> **Ejercicios para resolver**
(A) Responde estas preguntas sobre el texto de Sandra Ávila Beltrán, cada una en su propia línea y con la misma marca:
(i) ¿Qué refrán cita el autor?
(ii) ¿En qué estado nació Sandra Ávila Beltrán?
(iii) ¿Qué apodo le dio el Estado mexicano?
(B) Nombra a todos los narcotraficantes mexicanos históricos con los que, según el texto sobre Sandra Ávila Beltrán, ella está emparentada.
(C) Por favor, continúa el texto sobre Sandra Ávila Beltrán a partir de su última oración.

> **Sección de texto**
• • •

Euforia homicida

Señalar a un expresidente por actos de corrupción, nepotismo, terquedad y arrogancia es un ejercicio muy saludable. Pero se hace más interesante cuando el señalamiento proviene de alguien que ha sido marcado como narco.

No se trata solo de corroborar el famoso refrán: «Los patos les disparan a las escopetas». Es una cuestión más compleja. Me explico.

Estoy escribiendo al respecto de Sandra Ávila Beltrán, a quien el Estado mexicano apodó la Reina del Pacífico. Pertenece a ese extracto de la sociedad mexicana denominado la sociedad narca; y en especial, a la histórica sociedad narca mexicana. Nació en Sinaloa, pero creció en Guadalajara en aquellos años en que los sinaloenses emigraron —junto con sus capitales ilícitos— a la segunda ciudad más grande de México porque esta se hizo muy tolerante al crimen. Ávila Beltrán está emparentada con narcotraficantes mexicanos históricos de la talla de Félix Gallardo, José Quintero Payán y Rafael Caro Quintero, prácticamente la generación de narcos que comenzó a arrancarles el negocio a los colombianos.

• • •

> **Registros**
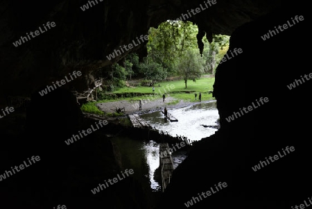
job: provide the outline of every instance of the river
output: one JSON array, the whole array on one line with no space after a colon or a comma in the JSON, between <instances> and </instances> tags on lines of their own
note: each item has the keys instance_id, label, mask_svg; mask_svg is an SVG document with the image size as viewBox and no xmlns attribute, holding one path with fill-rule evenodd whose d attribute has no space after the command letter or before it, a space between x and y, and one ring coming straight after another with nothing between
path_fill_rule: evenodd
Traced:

• • •

> **Las respuestas**
(A)
(i) «Los patos les disparan a las escopetas».
(ii) En Sinaloa.
(iii) La Reina del Pacífico.

(B) Félix Gallardo, José Quintero Payán y Rafael Caro Quintero.

(C)
Y ese fue, entre otros, su gran pecado: pertenecer a un medio asociado a un delito grave y tener amistades en este. Ávila Beltrán pagó el precio de los excesos de la administración calderonista, en la que todo lo que olía, parecía, actuaba como o simbólicamente se asemejaba al prototipo del narco estaba condenado a desaparecer de la esfera pública. Ávila Beltrán tuvo la fortuna de que al ser figura pública pudo contar su historia. Porque el corrupto sistema mexicano de justicia cometió los tradicionales errores de plantar evidencia, falsificar testimonios e inventar testigos. Fue por eso que obtuvo su libertad luego de una revisión del proceso, al igual que la ciudadana francesa Florence Cassez, cuya detención, dicho sea de paso, fue un montaje diseñado para la televisión. 

Resulta entonces que la exestructura de seguridad y justicia calderonista fue muy proclive a producir resultados para justificar la ayuda económica recibida por parte de Estados Unidos. Debía detener cómo fuera posible y por la vía que fuese a grandes capos y grandes delincuentes. Y eso significó inventar todo tipo de pruebas. Y si no se podían inventar, pues los desaparecían.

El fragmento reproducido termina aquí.